-- EXERCISE INPUT start --

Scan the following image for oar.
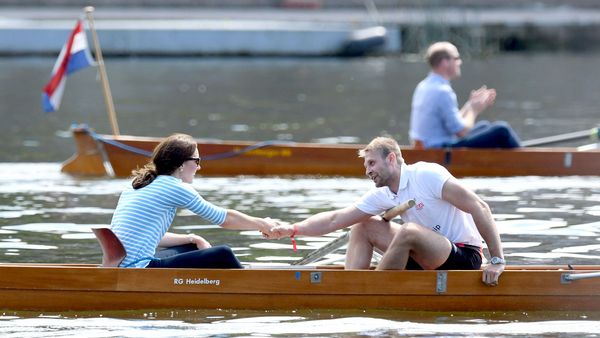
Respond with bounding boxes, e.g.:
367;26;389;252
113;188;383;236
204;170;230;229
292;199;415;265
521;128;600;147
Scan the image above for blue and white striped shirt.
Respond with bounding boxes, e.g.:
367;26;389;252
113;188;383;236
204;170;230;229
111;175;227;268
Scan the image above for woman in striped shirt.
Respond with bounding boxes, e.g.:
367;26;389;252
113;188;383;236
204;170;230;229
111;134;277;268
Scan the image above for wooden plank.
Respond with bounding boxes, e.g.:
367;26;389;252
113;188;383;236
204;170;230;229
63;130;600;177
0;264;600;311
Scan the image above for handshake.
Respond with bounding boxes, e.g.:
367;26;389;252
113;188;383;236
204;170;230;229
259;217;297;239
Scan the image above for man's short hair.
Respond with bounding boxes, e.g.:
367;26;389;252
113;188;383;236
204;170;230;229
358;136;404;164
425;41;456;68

-- EXERCISE INPUT end --
-- EXERCISE INPUT start --

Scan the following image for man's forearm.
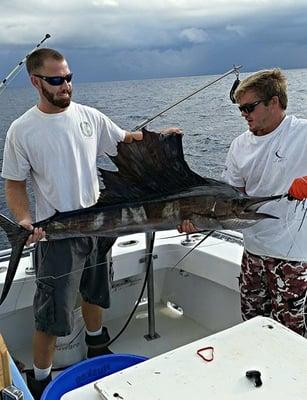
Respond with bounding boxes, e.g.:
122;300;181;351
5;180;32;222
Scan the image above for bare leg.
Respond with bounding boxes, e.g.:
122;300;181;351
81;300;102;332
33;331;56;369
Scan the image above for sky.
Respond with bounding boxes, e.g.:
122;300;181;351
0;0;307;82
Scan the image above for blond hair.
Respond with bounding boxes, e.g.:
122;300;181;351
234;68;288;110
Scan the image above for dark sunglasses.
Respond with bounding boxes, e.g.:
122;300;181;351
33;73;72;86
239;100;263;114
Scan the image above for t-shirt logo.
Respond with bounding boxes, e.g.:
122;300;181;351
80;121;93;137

-- EXERCISE INPUT end --

Copy out the part of the listing above that opens with the line containing "Scan the following image for oar." and closes with the line containing "425;41;456;68", both lines included. Leave the pictures out.

Scan the following image for oar.
Respond with bounding boxes, e.g.:
367;26;389;252
113;188;383;236
204;170;230;229
292;199;415;265
521;128;600;147
Scan the image above for blue and white striped shirt.
Respond with bounding boxes, e.g.:
367;26;389;252
113;188;383;236
204;170;230;229
111;175;227;268
Scan the image above for woman in striped shirt.
Respond with bounding boxes, e.g.:
367;26;389;252
113;188;383;236
204;170;230;229
111;134;277;268
Scan the image above for wooden plank.
Respond with bounding boxes, e.g.:
367;26;389;252
113;188;383;236
204;170;230;229
63;130;600;177
0;264;600;311
Scan the image above for handshake.
Respond with bounding boxes, e.g.:
367;26;389;252
113;188;383;236
204;170;230;229
259;217;297;239
Scan the image above for man's short hair.
Respond with bounding boxes, e.g.:
367;26;389;252
113;188;383;236
204;170;230;229
358;136;404;164
425;41;456;68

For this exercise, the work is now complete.